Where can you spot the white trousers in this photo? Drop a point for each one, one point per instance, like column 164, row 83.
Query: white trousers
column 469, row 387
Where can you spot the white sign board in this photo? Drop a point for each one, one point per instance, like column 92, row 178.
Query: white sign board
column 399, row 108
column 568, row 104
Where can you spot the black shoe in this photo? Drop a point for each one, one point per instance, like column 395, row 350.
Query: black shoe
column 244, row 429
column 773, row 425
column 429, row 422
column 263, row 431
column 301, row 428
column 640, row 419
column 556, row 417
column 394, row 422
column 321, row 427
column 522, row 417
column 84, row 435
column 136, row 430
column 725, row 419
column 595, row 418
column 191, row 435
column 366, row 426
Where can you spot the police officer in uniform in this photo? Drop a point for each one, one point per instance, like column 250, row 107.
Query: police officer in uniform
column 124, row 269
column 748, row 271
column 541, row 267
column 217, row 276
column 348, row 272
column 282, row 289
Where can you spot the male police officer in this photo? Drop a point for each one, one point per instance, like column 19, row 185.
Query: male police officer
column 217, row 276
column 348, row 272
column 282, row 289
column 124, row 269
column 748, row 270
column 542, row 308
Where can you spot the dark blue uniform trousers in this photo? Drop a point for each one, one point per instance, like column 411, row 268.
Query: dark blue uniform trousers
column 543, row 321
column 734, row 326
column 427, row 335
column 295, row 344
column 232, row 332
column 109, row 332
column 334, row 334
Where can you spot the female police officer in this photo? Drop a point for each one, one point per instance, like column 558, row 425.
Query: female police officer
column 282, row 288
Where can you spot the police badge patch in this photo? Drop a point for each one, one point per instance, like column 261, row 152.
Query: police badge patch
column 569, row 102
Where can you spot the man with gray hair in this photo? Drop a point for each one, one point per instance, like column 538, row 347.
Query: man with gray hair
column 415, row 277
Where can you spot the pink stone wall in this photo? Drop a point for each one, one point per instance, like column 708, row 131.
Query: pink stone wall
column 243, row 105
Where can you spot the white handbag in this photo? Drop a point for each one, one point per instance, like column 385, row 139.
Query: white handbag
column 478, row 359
- - -
WORK REQUEST:
Both ends count here. Reproduce exactly the lines from the one containing "Where can you spot the pink" through the end of the listing.

YOUR RESPONSE:
Where can you spot the pink stone wall in this photo? Drop a point for each one, one point per instance, like column 708, row 131.
Query: pink stone wall
column 243, row 105
Where can you spot the white handbag in this photo? Drop a point for each one, one point per instance, like column 385, row 139.
Query: white handbag
column 478, row 359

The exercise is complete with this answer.